The only thing there that raised my eyebrow was that I tend to AGREE that
"free speech" claims in domain names are flimsy.
Of course, I agree that they are dubious claims for precisely the same
reason that I agree that mere registration of a domain name is indeterminate
as to trademark infringement. There has to be a commercial injury of some
kind for there to be trademark infringement - i.e. genuine commercial
activity likely to cause confusion of the relevant class of consumers.
Now, Nabisco Brands is sitting on a sizeable pile of unused domain names in
which they don't have trademarks, so I think we can put the issue of whether
it is worthwhile to collect non-trademarked domain names to rest. And
presumably, Nabisco's license from the estate of Dinah Shore also covers the
domain name registration that incorporates her name (one hopes, anyway).
Now there is a Dinah Shore golf tournament sponsored by Nabisco, but the
domain name nabiscodinahshore.com does not resolve to a web page about golf
or anything else, and thus the registration tends to convey the impression
that Nabisco has some sort of general endorsement or association with Dinah
Shore for all intents and purposes, because the domain name does not refer
to golf or golf tournaments.

__________________________________________________

**PROBLEMS TO SOLVE:**
- 1) Write out the passage on domain names from "Of course, I" to "class of consumers.".
- 2) Pick out every line of the entries that contains the string "instance", matching its case exactly.

**Spatial annotation records:**
__________________________________________________

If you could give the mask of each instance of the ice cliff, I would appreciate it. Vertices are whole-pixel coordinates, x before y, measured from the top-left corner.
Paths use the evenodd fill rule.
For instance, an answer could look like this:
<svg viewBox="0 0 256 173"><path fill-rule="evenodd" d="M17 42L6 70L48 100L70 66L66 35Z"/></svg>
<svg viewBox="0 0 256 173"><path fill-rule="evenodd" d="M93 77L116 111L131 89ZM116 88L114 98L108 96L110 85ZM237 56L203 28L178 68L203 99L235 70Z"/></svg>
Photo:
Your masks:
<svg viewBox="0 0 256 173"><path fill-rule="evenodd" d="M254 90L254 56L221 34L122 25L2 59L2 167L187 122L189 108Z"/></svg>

__________________________________________________

**ANSWERS TO THE EXERCISE:**
- 1)
Of course, I agree that they are dubious claims for precisely the same
reason that I agree that mere registration of a domain name is indeterminate
as to trademark infringement. There has to be a commercial injury of some
kind for there to be trademark infringement - i.e. genuine commercial
activity likely to cause confusion of the relevant class of consumers.

- 2)
If you could give the mask of each instance of the ice cliff, I would appreciate it. Vertices are whole-pixel coordinates, x before y, measured from the top-left corner.
For instance, an answer could look like this:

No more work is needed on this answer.